• **作業内容**
読解文によれば、スペインがマニラを正式に開港したのは何年ですか。

• **読解文**
──────────
1870年代にはいると、イギリスは、それまでの港市だけの支配から、領域的な支配に取りかかった。イギリスはおもに出身地域別に組織されて対立抗争をくりかえしていた中国人秘密結社やマレー人スルタンたちのあいだの錫をめぐる利権争いに介入し、軍事と外交の巧妙な政策によって支配地域を広げた。95年にはマレー連合州(Federated Malay States)を結成させ、間接的に統治した半島部の諸州と北ボルネオ地域の諸州をあわせて支配を確立した。20世紀にはいると、ゴムが自動車生産と結びつく有力な商品となることが明らかとなった。広大な未開地が、おもにロンドンで調達される資本によって、ゴムのプランテーションとして開発された。このプランテーションの主力労働者として、南インドから大量の移民が導入された。
ビルマでは、北部を支配していたタウングー朝が南部のモン人の侵攻で滅亡したが、新たにおこったコンバウン朝(Konbaung, 1752~1885)がモン人を撃退し、全土の支配を確立した。コンバウン朝はアッサムにも進出したが、インドでの支配を固めつつあったイギリスは、3次にわたるビルマ戦争(1824~86年)に勝利し、ビルマをインド帝国に併合した。
<フィリピン>
フィリピンにはスペインが進出していた。スペインは政教一致体制をとり、住民をカトリックに強制改宗させ、また地方の町や村の統治のために、フィリピン人を長(おさ)とする行政組織を新しくつくった。しかし自由
貿易を求める圧力をうけて、スペインは1834年にはそれまでの欧米勢力を排除する政策を転換し、マニラを正式に開港した。それにより、大農園におけるサトウキビ・マニラ麻・タバコなどの商品作物生産が広がり、フィリピンは世界市場に組み込まれることになった。また商人や高利貸しによる土地の集積が始まり、プランテーション開発がすすんで大土地所有制が成立した。
──────────
• **保存データ**
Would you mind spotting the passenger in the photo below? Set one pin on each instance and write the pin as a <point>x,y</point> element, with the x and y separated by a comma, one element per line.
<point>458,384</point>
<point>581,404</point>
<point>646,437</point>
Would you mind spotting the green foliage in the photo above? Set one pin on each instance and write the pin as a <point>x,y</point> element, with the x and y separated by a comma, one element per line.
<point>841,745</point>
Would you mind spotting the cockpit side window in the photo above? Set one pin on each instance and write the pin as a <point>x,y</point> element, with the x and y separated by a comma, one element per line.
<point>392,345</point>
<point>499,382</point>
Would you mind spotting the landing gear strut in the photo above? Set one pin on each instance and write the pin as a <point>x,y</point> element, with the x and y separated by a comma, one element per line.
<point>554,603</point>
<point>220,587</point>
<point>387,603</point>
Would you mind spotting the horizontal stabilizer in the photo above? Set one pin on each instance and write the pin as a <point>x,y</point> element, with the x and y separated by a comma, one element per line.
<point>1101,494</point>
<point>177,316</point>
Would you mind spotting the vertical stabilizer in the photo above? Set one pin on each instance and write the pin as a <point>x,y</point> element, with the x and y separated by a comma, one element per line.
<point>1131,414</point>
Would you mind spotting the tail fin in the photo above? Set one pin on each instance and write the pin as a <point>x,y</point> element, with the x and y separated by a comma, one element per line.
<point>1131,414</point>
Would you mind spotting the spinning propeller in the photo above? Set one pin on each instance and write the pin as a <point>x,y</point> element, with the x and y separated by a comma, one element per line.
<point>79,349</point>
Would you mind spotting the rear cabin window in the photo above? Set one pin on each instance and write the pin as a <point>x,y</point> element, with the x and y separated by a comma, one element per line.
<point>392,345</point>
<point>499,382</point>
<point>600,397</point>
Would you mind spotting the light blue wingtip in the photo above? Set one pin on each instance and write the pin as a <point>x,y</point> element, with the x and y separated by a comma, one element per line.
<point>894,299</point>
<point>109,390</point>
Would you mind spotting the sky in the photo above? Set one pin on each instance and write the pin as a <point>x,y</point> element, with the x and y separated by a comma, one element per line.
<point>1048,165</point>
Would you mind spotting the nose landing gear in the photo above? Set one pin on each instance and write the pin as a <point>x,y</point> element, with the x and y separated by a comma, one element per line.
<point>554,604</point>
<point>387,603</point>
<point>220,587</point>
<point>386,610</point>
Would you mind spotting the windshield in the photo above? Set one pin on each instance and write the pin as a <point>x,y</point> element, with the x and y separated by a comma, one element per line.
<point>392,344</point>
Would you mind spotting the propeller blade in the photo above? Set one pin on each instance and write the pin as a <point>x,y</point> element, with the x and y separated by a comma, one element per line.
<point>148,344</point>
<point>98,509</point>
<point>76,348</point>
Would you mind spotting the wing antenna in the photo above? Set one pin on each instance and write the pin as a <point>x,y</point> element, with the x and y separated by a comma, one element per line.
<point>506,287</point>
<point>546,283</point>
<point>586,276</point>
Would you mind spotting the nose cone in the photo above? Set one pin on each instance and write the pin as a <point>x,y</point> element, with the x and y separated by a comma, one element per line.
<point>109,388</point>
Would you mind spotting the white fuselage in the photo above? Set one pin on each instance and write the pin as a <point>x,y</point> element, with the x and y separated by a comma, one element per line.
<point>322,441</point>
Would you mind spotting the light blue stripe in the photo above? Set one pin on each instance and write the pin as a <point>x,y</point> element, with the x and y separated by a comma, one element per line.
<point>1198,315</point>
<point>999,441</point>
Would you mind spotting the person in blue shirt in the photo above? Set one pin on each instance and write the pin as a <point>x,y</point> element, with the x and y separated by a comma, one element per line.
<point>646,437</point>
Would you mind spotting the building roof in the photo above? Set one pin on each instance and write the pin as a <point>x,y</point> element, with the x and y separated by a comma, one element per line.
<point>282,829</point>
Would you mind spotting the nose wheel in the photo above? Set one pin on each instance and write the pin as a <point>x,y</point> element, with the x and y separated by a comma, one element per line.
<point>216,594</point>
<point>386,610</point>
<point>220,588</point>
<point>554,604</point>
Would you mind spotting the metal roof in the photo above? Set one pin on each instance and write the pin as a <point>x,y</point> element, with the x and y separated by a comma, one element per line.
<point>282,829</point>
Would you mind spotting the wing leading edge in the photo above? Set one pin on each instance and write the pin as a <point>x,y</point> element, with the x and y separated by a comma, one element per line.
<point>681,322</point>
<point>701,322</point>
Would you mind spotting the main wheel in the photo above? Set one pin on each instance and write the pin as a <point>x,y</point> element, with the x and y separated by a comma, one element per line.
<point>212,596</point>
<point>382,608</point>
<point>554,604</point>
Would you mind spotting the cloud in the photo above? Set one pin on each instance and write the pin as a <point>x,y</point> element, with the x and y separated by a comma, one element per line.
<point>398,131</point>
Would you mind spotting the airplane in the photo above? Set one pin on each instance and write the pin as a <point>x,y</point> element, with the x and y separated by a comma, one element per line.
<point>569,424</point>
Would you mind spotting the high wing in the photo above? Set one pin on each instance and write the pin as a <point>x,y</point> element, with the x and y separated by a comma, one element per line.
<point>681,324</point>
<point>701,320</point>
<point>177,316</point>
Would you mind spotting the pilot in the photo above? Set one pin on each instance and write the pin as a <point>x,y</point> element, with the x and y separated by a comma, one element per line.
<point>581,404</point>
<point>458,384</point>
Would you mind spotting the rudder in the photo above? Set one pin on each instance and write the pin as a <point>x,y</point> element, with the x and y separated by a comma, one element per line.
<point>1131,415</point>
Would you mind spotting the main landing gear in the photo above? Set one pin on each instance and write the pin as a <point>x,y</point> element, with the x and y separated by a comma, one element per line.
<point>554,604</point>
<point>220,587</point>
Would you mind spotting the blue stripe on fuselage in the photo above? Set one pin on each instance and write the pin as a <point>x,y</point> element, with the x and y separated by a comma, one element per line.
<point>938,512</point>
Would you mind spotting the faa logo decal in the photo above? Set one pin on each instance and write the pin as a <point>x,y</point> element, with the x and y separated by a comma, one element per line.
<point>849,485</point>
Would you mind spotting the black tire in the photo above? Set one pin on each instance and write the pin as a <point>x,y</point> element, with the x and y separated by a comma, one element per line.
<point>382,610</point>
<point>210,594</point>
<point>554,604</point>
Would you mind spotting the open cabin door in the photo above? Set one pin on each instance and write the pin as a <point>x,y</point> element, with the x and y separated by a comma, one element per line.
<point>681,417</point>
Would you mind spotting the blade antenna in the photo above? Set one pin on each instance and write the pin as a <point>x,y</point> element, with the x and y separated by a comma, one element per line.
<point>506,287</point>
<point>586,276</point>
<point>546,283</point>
──────────
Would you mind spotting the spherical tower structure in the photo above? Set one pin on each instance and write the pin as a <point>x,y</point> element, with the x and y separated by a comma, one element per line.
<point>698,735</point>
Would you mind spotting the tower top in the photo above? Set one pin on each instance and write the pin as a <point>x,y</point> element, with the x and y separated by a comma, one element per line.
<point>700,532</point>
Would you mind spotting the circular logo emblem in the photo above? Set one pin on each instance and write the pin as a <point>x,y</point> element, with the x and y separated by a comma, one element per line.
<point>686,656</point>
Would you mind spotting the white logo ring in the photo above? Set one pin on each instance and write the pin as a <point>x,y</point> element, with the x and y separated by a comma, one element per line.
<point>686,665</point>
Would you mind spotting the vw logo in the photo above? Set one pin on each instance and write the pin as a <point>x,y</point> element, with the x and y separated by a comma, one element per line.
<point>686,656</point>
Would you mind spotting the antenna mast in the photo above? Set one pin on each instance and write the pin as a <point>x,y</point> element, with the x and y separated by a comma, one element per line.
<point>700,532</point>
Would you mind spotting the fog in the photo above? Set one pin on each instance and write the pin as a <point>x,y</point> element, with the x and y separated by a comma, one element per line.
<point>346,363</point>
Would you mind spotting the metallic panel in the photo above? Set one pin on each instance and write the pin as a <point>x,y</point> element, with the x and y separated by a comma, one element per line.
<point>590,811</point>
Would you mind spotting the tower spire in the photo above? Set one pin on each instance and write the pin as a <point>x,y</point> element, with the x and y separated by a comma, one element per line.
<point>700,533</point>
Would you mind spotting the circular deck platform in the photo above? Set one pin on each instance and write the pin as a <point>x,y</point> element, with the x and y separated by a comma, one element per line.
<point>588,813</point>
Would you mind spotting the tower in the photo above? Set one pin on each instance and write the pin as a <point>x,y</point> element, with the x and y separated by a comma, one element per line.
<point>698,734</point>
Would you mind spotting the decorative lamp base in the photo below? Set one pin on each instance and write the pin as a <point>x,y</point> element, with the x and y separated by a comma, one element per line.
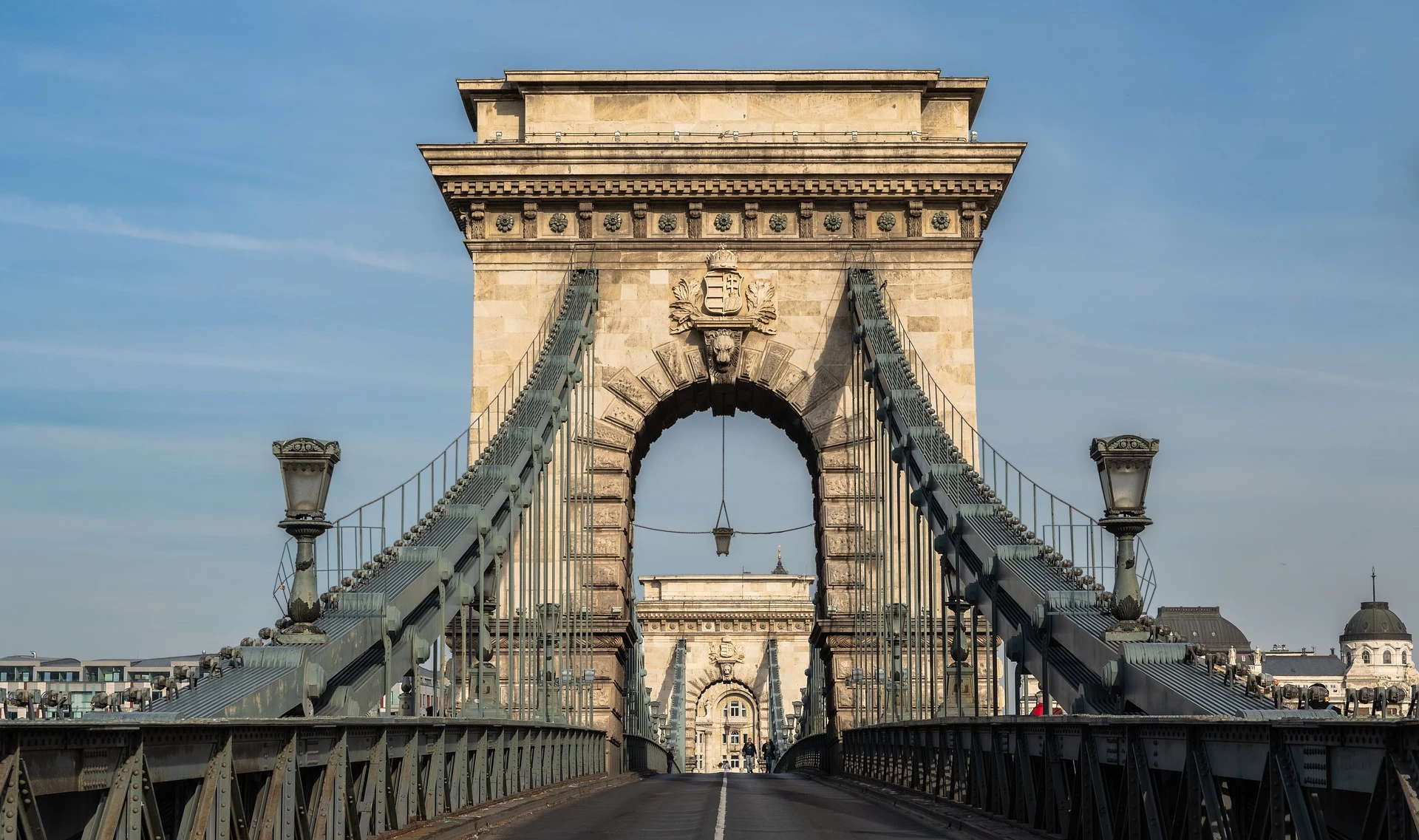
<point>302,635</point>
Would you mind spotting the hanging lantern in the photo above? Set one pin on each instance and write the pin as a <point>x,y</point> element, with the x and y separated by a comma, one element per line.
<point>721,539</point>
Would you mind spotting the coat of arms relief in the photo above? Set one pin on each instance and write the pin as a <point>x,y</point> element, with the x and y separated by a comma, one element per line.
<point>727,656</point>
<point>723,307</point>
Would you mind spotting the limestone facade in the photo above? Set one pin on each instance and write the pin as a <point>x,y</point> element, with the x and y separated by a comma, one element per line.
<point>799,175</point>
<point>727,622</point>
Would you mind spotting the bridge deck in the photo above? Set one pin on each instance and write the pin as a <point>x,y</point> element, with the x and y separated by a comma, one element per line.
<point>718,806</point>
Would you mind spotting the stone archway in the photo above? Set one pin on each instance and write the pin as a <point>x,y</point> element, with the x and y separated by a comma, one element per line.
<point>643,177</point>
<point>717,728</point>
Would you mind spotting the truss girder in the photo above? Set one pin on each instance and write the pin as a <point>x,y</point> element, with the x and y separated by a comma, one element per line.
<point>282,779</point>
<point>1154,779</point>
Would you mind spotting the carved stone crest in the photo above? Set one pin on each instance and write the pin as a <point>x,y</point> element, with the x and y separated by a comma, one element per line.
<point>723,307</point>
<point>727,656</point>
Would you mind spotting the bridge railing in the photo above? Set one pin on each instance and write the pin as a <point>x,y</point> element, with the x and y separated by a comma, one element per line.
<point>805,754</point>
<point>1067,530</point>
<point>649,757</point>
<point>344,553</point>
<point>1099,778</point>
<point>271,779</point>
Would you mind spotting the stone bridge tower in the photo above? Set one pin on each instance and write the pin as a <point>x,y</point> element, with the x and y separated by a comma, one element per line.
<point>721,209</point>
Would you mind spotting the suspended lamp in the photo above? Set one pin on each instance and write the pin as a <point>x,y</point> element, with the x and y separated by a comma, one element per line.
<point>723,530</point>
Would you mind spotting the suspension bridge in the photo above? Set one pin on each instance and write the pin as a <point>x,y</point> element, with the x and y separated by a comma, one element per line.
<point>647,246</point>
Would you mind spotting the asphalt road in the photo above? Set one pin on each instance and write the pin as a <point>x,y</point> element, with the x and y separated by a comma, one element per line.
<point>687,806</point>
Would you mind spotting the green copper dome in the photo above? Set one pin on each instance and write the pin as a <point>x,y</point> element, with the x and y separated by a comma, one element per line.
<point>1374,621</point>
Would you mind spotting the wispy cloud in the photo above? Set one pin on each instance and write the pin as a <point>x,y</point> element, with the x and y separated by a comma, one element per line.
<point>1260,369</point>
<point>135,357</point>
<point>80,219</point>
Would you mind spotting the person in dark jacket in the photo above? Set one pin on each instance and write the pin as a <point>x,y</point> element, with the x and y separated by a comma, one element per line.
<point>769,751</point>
──────────
• **解答**
1834年です。